Extract to read ▸
- Opening Delimiter -
This second chapter to the Alaska journey will provide the essential baseline data for my project and will help answering the following questions:

 

To what extent is population expansion linked to a drop in genetic diversity?

Are trees at the front of expansion experiencing higher levels of inbreeding than trees in core populations? Are they subject to lower levels of selective pressure?

Do deleterious / advantageous mutations spread more easily during population expansion?

Team number 2 is waiting for me in Anchorage: Jon and Vincent, fresh out of the plane. Two highly motivated Aitken Lab members. Two masters of tree-spotting, mushroom-picking, blueberry-gathering, and wild-cooking. Already on the first day I am tempted to re-name them Witty and Cheeky. But they ended up being “Yonathaaan” (with the strongest German accent you can adopt) and “Young Padawan”.

Jon and Vincent.

The crème de la crème of mushroom pickers.

While the difficulty on Kodiak was to get to big trees before the loggers, the difficulty on the Kenai was to get to big trees before the bark beetle. A devastating outbreak in the 1990s left very little of the pristine, old-growth spruce forest I was looking for. A lot of remaining old-growth lies in a thin strip of wet lowland crunched between the sea and the gigantic Harding Icefield, an impossible target for us and Bean, who likes roads more than glaciers and waves.
- Closing Delimiter -
Referring expression pointing data:
- Opening Delimiter -
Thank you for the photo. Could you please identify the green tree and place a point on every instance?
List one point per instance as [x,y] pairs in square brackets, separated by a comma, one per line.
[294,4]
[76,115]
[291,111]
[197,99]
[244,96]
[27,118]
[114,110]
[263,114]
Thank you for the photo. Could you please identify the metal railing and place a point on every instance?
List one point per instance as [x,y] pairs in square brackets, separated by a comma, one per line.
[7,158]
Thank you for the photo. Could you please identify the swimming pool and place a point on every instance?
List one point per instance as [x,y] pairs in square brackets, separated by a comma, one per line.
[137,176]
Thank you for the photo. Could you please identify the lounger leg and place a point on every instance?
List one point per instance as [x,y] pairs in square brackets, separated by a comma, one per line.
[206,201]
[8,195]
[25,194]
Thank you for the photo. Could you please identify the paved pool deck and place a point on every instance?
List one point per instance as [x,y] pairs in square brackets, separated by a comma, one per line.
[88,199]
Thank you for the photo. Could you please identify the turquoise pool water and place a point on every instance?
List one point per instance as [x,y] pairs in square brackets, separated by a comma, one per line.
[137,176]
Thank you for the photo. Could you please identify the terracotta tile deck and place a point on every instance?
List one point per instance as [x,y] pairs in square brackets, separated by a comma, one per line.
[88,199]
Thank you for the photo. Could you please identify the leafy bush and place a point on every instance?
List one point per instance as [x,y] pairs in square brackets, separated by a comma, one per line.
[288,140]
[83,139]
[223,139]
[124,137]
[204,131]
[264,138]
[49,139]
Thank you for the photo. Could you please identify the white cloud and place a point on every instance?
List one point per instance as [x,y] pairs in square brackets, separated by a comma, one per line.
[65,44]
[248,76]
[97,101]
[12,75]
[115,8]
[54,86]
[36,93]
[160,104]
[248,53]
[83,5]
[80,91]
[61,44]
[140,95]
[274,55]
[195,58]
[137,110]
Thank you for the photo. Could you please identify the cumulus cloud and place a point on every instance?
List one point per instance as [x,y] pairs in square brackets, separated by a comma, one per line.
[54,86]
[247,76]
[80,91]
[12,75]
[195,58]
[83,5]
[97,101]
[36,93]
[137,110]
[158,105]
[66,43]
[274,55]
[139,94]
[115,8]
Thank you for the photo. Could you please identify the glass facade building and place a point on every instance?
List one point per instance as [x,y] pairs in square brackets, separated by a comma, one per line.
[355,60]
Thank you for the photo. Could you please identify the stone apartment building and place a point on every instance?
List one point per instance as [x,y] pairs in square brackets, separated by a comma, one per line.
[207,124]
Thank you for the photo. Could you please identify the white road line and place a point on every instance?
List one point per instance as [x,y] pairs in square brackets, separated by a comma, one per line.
- Closing Delimiter -
To do ▸
(A) Decide whether each statement agrees with the Alaska journey passage: (i) the bark beetle outbreak on the Kenai took place in the 1990s; (ii) team number 2 was waiting on Kodiak; (iii) Bean prefers glaciers to roads. For each, answer yes or no and quote the deciding words.
(B) Reproduce the Alaska journey passage from "Are trees at" to "of mushroom pickers.".
The items stand apart from the Alaska journey passage.

Solutions by task ▸
(A)
(i) Yes: "A devastating outbreak in the 1990s"
(ii) No: "Team number 2 is waiting for me in Anchorage"
(iii) No: "who likes roads more than glaciers and waves"

(B)
Are trees at the front of expansion experiencing higher levels of inbreeding than trees in core populations? Are they subject to lower levels of selective pressure?

Do deleterious / advantageous mutations spread more easily during population expansion?

Team number 2 is waiting for me in Anchorage: Jon and Vincent, fresh out of the plane. Two highly motivated Aitken Lab members. Two masters of tree-spotting, mushroom-picking, blueberry-gathering, and wild-cooking. Already on the first day I am tempted to re-name them Witty and Cheeky. But they ended up being “Yonathaaan” (with the strongest German accent you can adopt) and “Young Padawan”.

Jon and Vincent.

The crème de la crème of mushroom pickers.